# What the exercise asks
Everything from the line that contains "--target cake board" through the final line of the records below should be quoted exactly, except the pictures.

# Listed entries
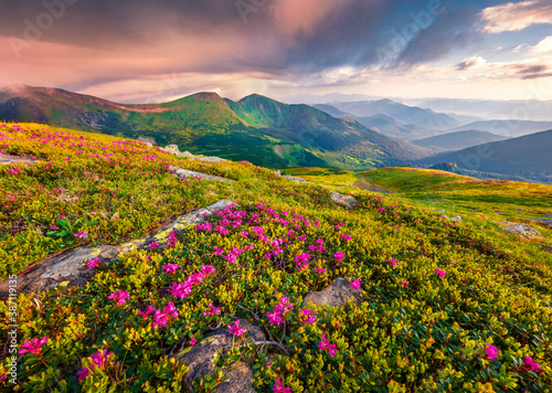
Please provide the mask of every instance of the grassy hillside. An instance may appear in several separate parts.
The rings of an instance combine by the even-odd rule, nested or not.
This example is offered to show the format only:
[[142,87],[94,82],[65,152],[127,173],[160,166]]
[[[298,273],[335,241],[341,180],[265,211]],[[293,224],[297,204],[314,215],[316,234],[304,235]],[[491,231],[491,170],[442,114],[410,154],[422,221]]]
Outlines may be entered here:
[[433,147],[447,150],[461,150],[476,145],[496,142],[508,139],[487,131],[467,130],[437,135],[435,137],[413,140],[412,144],[422,147]]
[[[250,359],[258,392],[276,384],[294,392],[550,391],[551,255],[485,231],[484,217],[453,224],[406,191],[407,198],[385,197],[347,183],[362,180],[368,187],[373,179],[392,189],[396,176],[400,191],[411,174],[416,180],[405,190],[426,187],[436,194],[464,178],[316,169],[317,183],[298,184],[243,161],[203,163],[110,136],[1,127],[3,153],[44,159],[0,168],[3,277],[77,242],[117,244],[221,199],[240,205],[190,227],[163,251],[151,246],[100,261],[84,287],[19,294],[18,342],[36,339],[38,346],[17,357],[22,391],[183,392],[188,368],[174,354],[236,320],[261,327],[278,346],[238,347],[235,338],[215,365]],[[168,164],[236,182],[180,180]],[[329,189],[337,187],[358,204],[333,203]],[[520,203],[533,200],[534,209],[546,210],[550,188],[540,192],[522,195]],[[461,188],[456,194],[470,198]],[[501,209],[509,202],[497,201]],[[73,224],[67,234],[49,235],[52,225],[65,222]],[[75,232],[83,231],[87,237],[77,240]],[[169,265],[177,265],[173,273]],[[169,291],[208,270],[187,296]],[[301,305],[337,277],[360,287],[361,305]],[[121,291],[128,298],[117,302],[113,294]],[[284,298],[289,311],[274,322],[268,315]],[[147,315],[148,306],[162,314],[171,305],[164,326]],[[9,311],[0,302],[2,342],[9,340]],[[309,312],[312,318],[306,318]],[[335,344],[330,351],[325,339]],[[104,350],[106,361],[93,367]],[[527,358],[539,368],[530,369]],[[0,364],[4,390],[13,387],[10,361]],[[194,391],[212,392],[220,381],[220,374],[205,376]]]
[[159,105],[124,105],[62,89],[12,86],[0,91],[0,120],[52,126],[178,145],[192,153],[279,168],[370,169],[426,157],[421,147],[390,139],[359,123],[307,105],[259,95],[238,103],[199,93]]

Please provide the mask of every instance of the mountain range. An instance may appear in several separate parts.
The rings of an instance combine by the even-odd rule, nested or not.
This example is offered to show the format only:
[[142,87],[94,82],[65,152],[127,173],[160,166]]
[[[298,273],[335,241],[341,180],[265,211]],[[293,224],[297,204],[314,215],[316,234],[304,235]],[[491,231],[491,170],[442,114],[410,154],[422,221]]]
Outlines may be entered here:
[[0,91],[0,119],[176,144],[192,153],[270,168],[368,169],[405,164],[431,153],[352,118],[339,119],[308,105],[287,105],[256,94],[238,102],[198,93],[164,104],[124,105],[18,85]]

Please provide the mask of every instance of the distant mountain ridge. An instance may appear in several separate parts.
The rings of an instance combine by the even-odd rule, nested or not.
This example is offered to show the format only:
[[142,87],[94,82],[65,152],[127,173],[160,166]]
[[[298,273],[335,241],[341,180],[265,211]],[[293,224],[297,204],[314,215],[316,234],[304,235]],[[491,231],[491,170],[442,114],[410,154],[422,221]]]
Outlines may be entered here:
[[420,163],[455,162],[458,168],[469,171],[503,173],[552,183],[551,151],[552,129],[436,155]]
[[487,131],[466,130],[437,135],[435,137],[413,140],[412,144],[422,147],[461,150],[476,145],[496,142],[508,139],[500,135],[495,135]]
[[238,102],[198,93],[163,104],[124,105],[63,89],[11,86],[0,91],[0,119],[152,138],[192,153],[273,168],[374,168],[431,153],[353,119],[256,94]]

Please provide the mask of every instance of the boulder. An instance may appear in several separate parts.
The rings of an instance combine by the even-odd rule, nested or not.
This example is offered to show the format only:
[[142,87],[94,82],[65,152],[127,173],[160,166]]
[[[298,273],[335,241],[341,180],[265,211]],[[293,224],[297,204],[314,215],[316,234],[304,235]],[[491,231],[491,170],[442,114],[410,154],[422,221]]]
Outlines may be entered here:
[[[99,257],[102,263],[113,261],[117,257],[119,247],[98,246],[91,248],[77,248],[66,251],[59,255],[45,258],[40,265],[35,265],[29,272],[18,275],[18,293],[39,293],[51,290],[61,283],[67,286],[81,286],[96,274],[96,269],[86,267],[85,262]],[[9,279],[0,282],[0,299],[8,298]]]
[[159,249],[162,249],[164,248],[167,238],[170,236],[170,233],[172,231],[179,233],[190,227],[191,225],[205,222],[204,217],[216,213],[217,210],[222,210],[231,205],[235,205],[235,203],[229,200],[221,200],[206,208],[194,210],[193,212],[190,212],[185,215],[178,216],[169,225],[161,227],[158,232],[156,232],[151,236],[138,238],[120,245],[119,249],[121,253],[128,253],[135,247],[138,249],[145,248],[152,242],[159,243]]
[[[47,257],[40,265],[33,266],[29,272],[18,275],[18,291],[29,294],[31,291],[50,290],[64,282],[68,286],[84,285],[96,273],[96,269],[88,269],[85,266],[86,262],[95,257],[99,257],[103,263],[114,261],[120,253],[129,252],[135,247],[145,248],[152,242],[158,242],[159,249],[162,249],[172,231],[181,232],[193,224],[204,222],[205,216],[233,204],[229,200],[219,201],[206,208],[177,217],[169,225],[161,227],[151,236],[131,241],[120,246],[104,245],[91,248],[77,248]],[[0,282],[0,299],[8,298],[8,282],[9,279]]]
[[220,158],[220,157],[197,157],[197,156],[190,157],[190,160],[203,161],[203,162],[224,162],[224,161],[227,161],[226,159]]
[[322,290],[308,294],[302,300],[302,305],[307,307],[309,302],[312,302],[317,306],[341,307],[347,305],[350,298],[353,298],[353,301],[360,305],[362,293],[361,289],[354,289],[344,278],[338,277]]
[[513,233],[514,235],[524,238],[541,237],[539,231],[527,224],[512,224],[509,222],[507,222],[506,224],[508,224],[508,226],[503,229],[506,233]]
[[[261,328],[243,320],[240,320],[240,326],[247,328],[247,336],[245,338],[247,341],[266,340],[266,337]],[[201,342],[198,342],[195,346],[178,353],[174,358],[184,362],[189,369],[184,375],[185,386],[190,391],[193,391],[193,382],[203,378],[205,374],[213,375],[214,355],[217,352],[224,352],[235,341],[237,341],[237,339],[234,339],[230,334],[227,328],[217,329],[208,334]],[[250,364],[245,362],[235,362],[230,367],[230,369],[223,369],[223,373],[227,380],[216,386],[217,392],[255,392],[252,386],[254,372]]]
[[330,191],[330,197],[333,202],[342,204],[347,208],[353,208],[359,203],[359,201],[357,201],[353,197],[343,195],[336,191]]
[[169,170],[172,172],[172,174],[174,174],[176,177],[181,178],[181,179],[199,177],[199,178],[204,179],[204,180],[213,180],[213,181],[231,181],[231,182],[235,181],[235,180],[231,180],[231,179],[226,179],[226,178],[221,178],[219,176],[212,176],[212,174],[205,174],[205,173],[201,173],[201,172],[190,171],[188,169],[183,169],[180,167],[172,167],[171,166],[171,167],[169,167]]

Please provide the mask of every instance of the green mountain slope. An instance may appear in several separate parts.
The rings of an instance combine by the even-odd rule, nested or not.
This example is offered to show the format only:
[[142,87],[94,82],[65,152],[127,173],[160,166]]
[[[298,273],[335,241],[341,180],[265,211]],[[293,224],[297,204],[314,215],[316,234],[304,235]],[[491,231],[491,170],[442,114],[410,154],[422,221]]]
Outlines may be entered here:
[[234,103],[215,93],[198,93],[164,104],[124,105],[62,89],[11,86],[0,91],[0,119],[176,144],[193,153],[270,168],[368,169],[428,155],[352,119],[261,95]]

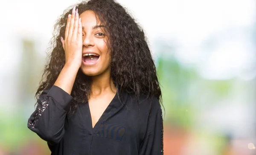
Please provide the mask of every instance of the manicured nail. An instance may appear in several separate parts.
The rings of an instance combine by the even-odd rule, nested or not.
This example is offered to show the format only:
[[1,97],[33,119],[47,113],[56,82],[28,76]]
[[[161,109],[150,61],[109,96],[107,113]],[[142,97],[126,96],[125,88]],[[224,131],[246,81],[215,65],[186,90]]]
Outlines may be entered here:
[[72,14],[74,14],[75,13],[75,11],[76,10],[76,6],[74,6],[73,8],[73,9],[72,10]]
[[76,10],[76,16],[77,16],[77,13],[78,13],[78,8]]

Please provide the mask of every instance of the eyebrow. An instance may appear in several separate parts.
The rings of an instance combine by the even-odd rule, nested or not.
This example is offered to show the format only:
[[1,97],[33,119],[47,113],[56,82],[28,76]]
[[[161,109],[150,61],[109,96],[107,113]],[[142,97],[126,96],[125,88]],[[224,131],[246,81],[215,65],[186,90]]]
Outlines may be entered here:
[[[103,28],[103,27],[105,27],[105,26],[104,26],[104,25],[95,25],[95,26],[93,27],[93,29],[94,30],[95,29],[96,29],[96,28]],[[83,30],[84,29],[84,26],[82,26],[82,29]]]

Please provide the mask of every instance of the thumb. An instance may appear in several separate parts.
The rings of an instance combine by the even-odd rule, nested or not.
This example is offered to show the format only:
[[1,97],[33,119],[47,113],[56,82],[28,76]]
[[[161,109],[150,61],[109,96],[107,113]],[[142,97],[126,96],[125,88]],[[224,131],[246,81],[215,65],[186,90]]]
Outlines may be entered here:
[[64,39],[63,39],[63,38],[62,37],[61,37],[61,43],[62,43],[62,47],[63,48],[63,49],[65,50],[65,46],[64,46]]

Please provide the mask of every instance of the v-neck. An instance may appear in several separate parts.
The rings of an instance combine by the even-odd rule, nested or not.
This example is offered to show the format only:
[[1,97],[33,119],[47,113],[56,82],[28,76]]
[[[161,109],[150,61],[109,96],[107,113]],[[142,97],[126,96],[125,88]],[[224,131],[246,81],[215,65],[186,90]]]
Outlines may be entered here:
[[[111,101],[110,101],[107,107],[102,114],[101,116],[98,120],[98,121],[94,125],[94,126],[93,127],[93,121],[92,115],[90,113],[90,106],[89,105],[89,102],[87,102],[86,104],[87,106],[88,112],[89,113],[89,116],[90,117],[90,129],[92,130],[92,131],[93,132],[95,131],[96,129],[97,129],[99,127],[100,124],[106,119],[108,118],[108,116],[109,116],[110,112],[114,110],[114,109],[112,109],[113,107],[118,108],[120,105],[121,105],[121,103],[119,102],[118,99],[118,94],[119,94],[119,88],[118,87],[116,86],[116,94],[114,96],[114,97],[112,99]],[[115,108],[114,108],[115,109]]]

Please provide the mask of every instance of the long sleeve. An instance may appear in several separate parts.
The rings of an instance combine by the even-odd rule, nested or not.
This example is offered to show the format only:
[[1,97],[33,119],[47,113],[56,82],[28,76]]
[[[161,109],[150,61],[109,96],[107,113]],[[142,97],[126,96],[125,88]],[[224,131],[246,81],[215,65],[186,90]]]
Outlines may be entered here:
[[162,108],[155,99],[148,117],[147,131],[140,149],[140,155],[163,155],[163,130]]
[[28,127],[50,144],[57,144],[64,133],[64,123],[73,97],[54,85],[43,91]]

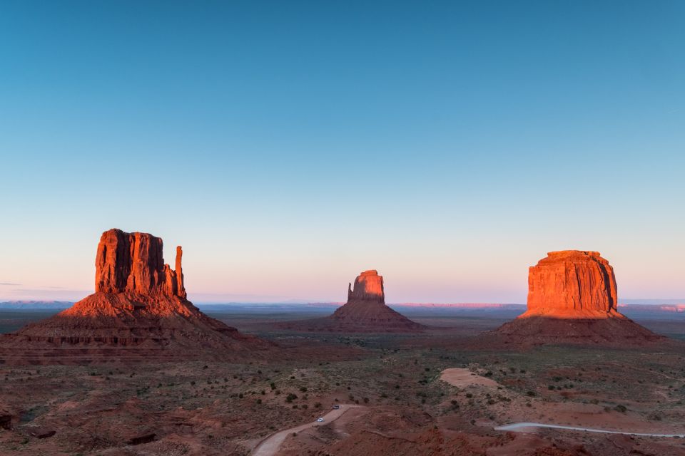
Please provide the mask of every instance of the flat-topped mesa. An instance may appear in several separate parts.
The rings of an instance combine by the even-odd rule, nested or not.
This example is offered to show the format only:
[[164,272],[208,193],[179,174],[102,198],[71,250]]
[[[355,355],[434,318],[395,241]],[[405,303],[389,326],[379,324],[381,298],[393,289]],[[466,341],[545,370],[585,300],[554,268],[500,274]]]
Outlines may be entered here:
[[528,310],[519,318],[621,317],[614,269],[597,252],[550,252],[528,272]]
[[165,295],[185,299],[181,247],[176,247],[176,269],[164,264],[162,239],[147,233],[106,231],[95,260],[95,291]]
[[370,301],[385,304],[385,292],[383,290],[383,277],[375,269],[365,271],[355,279],[354,289],[352,284],[347,286],[347,302]]

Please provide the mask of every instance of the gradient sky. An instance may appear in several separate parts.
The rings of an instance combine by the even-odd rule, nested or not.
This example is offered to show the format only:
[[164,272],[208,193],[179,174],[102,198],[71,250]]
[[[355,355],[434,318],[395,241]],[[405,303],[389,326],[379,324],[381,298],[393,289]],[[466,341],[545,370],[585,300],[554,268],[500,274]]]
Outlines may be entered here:
[[597,250],[685,296],[685,2],[0,3],[0,299],[112,227],[191,299],[525,302]]

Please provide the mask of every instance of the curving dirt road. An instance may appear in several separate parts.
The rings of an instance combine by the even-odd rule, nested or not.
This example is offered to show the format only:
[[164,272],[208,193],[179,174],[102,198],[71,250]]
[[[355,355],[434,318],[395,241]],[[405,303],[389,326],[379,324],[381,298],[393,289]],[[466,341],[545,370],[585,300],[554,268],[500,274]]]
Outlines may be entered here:
[[314,426],[323,426],[324,425],[327,425],[329,423],[335,421],[338,418],[340,418],[343,413],[350,408],[361,408],[363,407],[364,405],[340,404],[340,408],[332,410],[323,415],[323,423],[314,421],[313,423],[308,423],[295,428],[286,429],[285,430],[278,431],[275,434],[272,434],[268,437],[265,440],[263,440],[261,443],[257,445],[257,447],[252,452],[252,456],[273,456],[278,452],[278,449],[280,448],[280,445],[283,442],[283,440],[285,440],[285,437],[288,437],[288,435],[292,434],[293,432],[299,432],[305,429],[313,428]]
[[504,426],[497,426],[495,430],[521,431],[526,428],[550,428],[552,429],[567,429],[569,430],[582,430],[587,432],[604,432],[606,434],[627,434],[628,435],[646,435],[647,437],[685,437],[685,434],[649,434],[646,432],[629,432],[620,430],[604,430],[603,429],[592,429],[591,428],[577,428],[574,426],[562,426],[561,425],[546,425],[542,423],[514,423]]

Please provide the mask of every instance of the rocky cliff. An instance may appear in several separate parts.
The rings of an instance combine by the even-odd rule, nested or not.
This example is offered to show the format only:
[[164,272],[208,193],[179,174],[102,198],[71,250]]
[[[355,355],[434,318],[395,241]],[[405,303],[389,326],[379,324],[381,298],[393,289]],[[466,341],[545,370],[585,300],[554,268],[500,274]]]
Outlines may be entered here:
[[551,252],[529,269],[526,316],[603,318],[616,309],[614,269],[597,252]]
[[614,269],[599,252],[552,252],[528,271],[526,312],[484,337],[514,345],[640,344],[663,338],[616,311]]
[[176,249],[176,270],[164,264],[162,250],[162,239],[147,233],[103,233],[96,292],[3,336],[0,361],[252,359],[273,348],[200,311],[186,299],[181,248]]
[[176,270],[164,264],[162,239],[147,233],[110,229],[102,234],[95,259],[95,291],[186,298],[183,251],[176,247]]
[[385,305],[383,277],[365,271],[347,285],[347,301],[330,316],[276,324],[283,329],[333,332],[413,332],[425,328]]

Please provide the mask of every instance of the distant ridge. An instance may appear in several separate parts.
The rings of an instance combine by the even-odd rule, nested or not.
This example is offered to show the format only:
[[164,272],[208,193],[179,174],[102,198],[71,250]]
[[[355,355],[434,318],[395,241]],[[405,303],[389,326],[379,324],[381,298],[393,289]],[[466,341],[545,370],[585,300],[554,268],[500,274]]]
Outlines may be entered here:
[[0,302],[0,309],[39,310],[68,309],[73,304],[70,301],[6,301]]

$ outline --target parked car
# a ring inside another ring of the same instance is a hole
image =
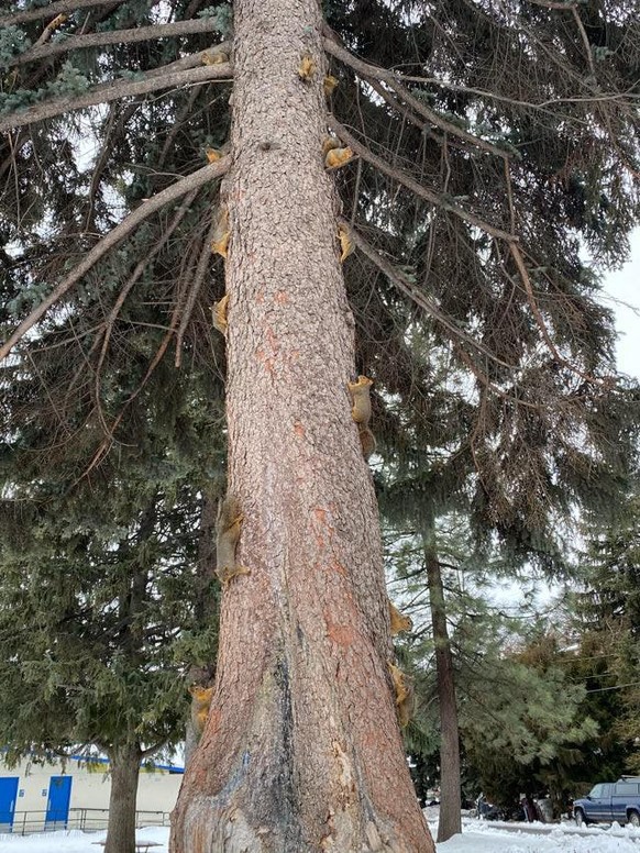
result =
[[[586,797],[574,800],[573,816],[578,827],[614,820],[640,827],[640,777],[595,785]]]

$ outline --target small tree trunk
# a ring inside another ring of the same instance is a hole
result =
[[[140,746],[137,743],[113,746],[108,755],[111,763],[111,795],[104,853],[135,853]]]
[[[462,832],[460,794],[460,739],[453,678],[453,656],[446,630],[442,573],[438,557],[426,547],[427,578],[431,605],[438,706],[440,709],[440,821],[438,843]]]
[[[396,717],[317,0],[234,2],[227,414],[242,508],[173,853],[432,853]],[[317,69],[298,76],[309,53]]]

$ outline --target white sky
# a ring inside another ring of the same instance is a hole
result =
[[[618,300],[614,304],[620,333],[618,367],[622,373],[640,378],[640,230],[633,234],[629,263],[622,269],[607,274],[605,290]]]

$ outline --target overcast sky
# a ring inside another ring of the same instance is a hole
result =
[[[622,373],[640,378],[640,230],[631,241],[629,262],[622,269],[605,277],[605,291],[618,300],[618,304],[614,304],[620,334],[618,367]]]

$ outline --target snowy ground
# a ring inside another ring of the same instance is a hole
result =
[[[429,822],[435,837],[437,823]],[[438,844],[438,853],[640,853],[640,830],[589,827],[580,832],[572,824],[549,827],[542,823],[509,823],[511,831],[499,826],[465,820],[462,835]],[[539,830],[543,834],[529,834]],[[104,832],[46,832],[38,835],[0,835],[0,853],[98,853],[96,842]],[[169,830],[150,827],[137,830],[139,841],[159,842],[151,853],[167,853]],[[416,851],[415,853],[420,853]]]

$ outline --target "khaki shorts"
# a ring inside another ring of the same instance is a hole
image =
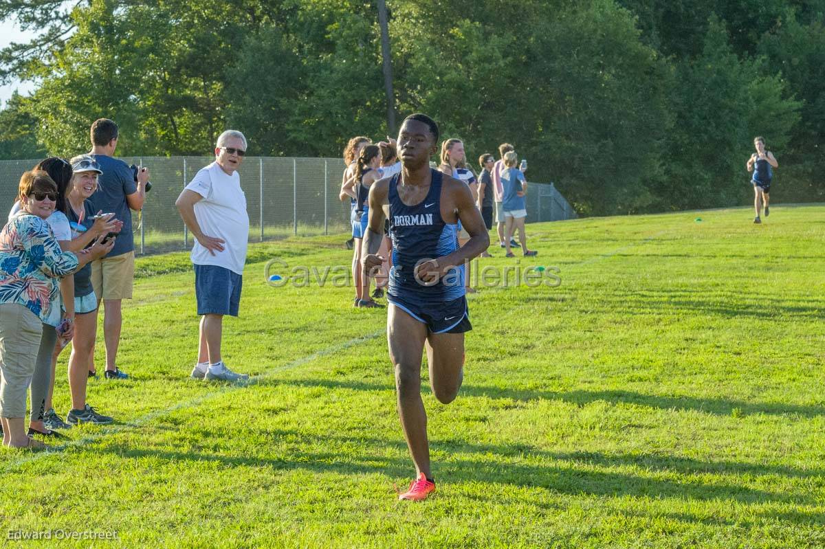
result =
[[[43,324],[20,303],[0,305],[0,417],[26,415]]]
[[[98,299],[131,299],[134,281],[134,251],[92,262],[92,287]]]

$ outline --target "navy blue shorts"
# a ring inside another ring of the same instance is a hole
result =
[[[243,277],[224,267],[195,265],[195,295],[199,315],[238,316]]]
[[[469,310],[464,296],[446,301],[438,307],[421,307],[410,301],[387,293],[387,301],[419,322],[427,325],[433,334],[463,334],[473,329],[469,323]]]
[[[361,219],[358,214],[361,214]],[[350,214],[350,222],[352,223],[352,237],[363,238],[366,234],[366,223],[370,220],[370,209],[365,208],[363,212],[353,209]]]

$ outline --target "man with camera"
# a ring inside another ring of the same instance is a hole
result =
[[[97,190],[89,200],[95,211],[114,214],[123,222],[123,228],[106,257],[92,264],[92,284],[97,303],[102,300],[103,336],[106,340],[106,378],[125,379],[129,376],[117,367],[117,348],[123,325],[121,301],[132,298],[134,277],[134,241],[132,234],[131,210],[139,211],[146,199],[149,171],[134,172],[122,160],[113,158],[117,147],[117,124],[106,118],[92,124],[92,156],[103,173],[98,178]],[[92,351],[93,352],[93,351]],[[89,361],[94,364],[93,360]]]

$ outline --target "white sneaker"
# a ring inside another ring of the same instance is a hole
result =
[[[249,376],[246,373],[235,373],[229,368],[223,361],[217,364],[210,364],[209,369],[206,370],[205,379],[210,381],[219,380],[219,381],[246,381],[249,379]]]
[[[192,379],[203,379],[206,375],[206,370],[209,369],[209,363],[198,363],[195,364],[195,368],[192,368],[192,373],[189,374]]]

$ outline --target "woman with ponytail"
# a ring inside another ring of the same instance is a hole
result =
[[[356,244],[352,251],[352,274],[356,281],[356,302],[354,307],[380,307],[372,298],[370,297],[370,278],[361,276],[361,238],[366,232],[366,223],[370,214],[368,199],[370,196],[370,187],[373,183],[381,178],[378,167],[381,165],[381,149],[378,145],[367,145],[361,149],[358,160],[355,164],[351,185],[356,198],[356,218],[358,219],[357,226],[353,223],[353,233]],[[350,195],[350,193],[347,193]]]

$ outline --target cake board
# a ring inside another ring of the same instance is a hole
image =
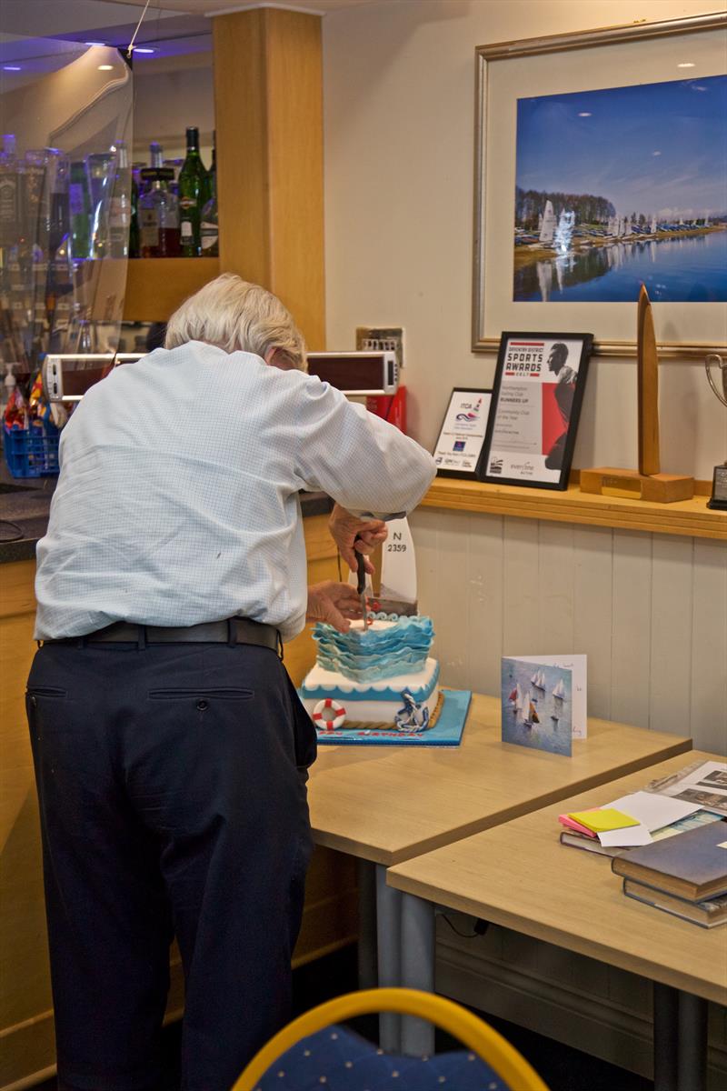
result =
[[[443,690],[437,722],[427,731],[407,733],[393,728],[316,728],[318,743],[336,746],[459,746],[472,700],[471,690]]]

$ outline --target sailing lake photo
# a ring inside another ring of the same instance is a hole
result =
[[[502,742],[570,756],[572,674],[561,667],[504,659]]]
[[[518,100],[516,302],[727,301],[727,76]]]

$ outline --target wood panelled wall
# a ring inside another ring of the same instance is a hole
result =
[[[589,714],[727,753],[724,542],[420,508],[419,602],[445,685],[500,657],[585,652]]]

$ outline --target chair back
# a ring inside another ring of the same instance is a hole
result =
[[[367,988],[347,993],[312,1008],[270,1039],[238,1078],[232,1091],[255,1091],[283,1053],[331,1023],[376,1011],[415,1016],[447,1031],[489,1065],[512,1091],[548,1091],[535,1069],[510,1043],[460,1004],[414,988]]]

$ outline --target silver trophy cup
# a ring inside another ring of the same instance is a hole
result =
[[[712,374],[712,364],[719,371],[719,377],[715,381]],[[711,352],[704,358],[706,377],[710,386],[724,406],[727,406],[727,360],[723,360],[716,352]],[[722,386],[722,389],[719,387]],[[712,482],[712,496],[707,501],[707,507],[716,508],[719,512],[727,512],[727,460],[722,466],[715,466],[714,479]]]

# Solution below
$ outline --target cake board
# a ring inside another ring of the same instance is a hole
image =
result =
[[[443,690],[437,722],[427,731],[407,733],[393,728],[316,728],[318,743],[336,746],[459,746],[472,700],[471,690]]]

$ outline --target sailing lake photo
# a ring inside another ring of the same instance is a hole
result =
[[[502,742],[570,756],[572,674],[561,667],[504,659]]]
[[[518,100],[516,302],[727,301],[727,76]]]

$ outline --target wood panelled wall
# a ring inside another ring of the same instance is a hole
result =
[[[589,714],[727,753],[724,542],[420,508],[419,602],[445,685],[500,657],[585,652]]]

$ outline --target chair back
# a ring inside another ring of the same instance is a hole
result =
[[[367,988],[347,993],[312,1008],[270,1039],[238,1078],[232,1091],[255,1091],[283,1053],[331,1023],[376,1011],[415,1016],[447,1031],[489,1065],[512,1091],[548,1091],[535,1069],[510,1043],[460,1004],[414,988]]]

$ outline --target silver trophy cup
# a ring inside another ring of the same instance is a hole
result =
[[[712,374],[712,364],[719,371],[719,377],[715,381]],[[711,352],[704,358],[706,377],[710,386],[724,406],[727,406],[727,360],[723,360],[716,352]],[[722,386],[722,389],[719,387]],[[712,482],[712,496],[707,501],[707,507],[716,508],[719,512],[727,512],[727,460],[722,466],[715,466],[714,479]]]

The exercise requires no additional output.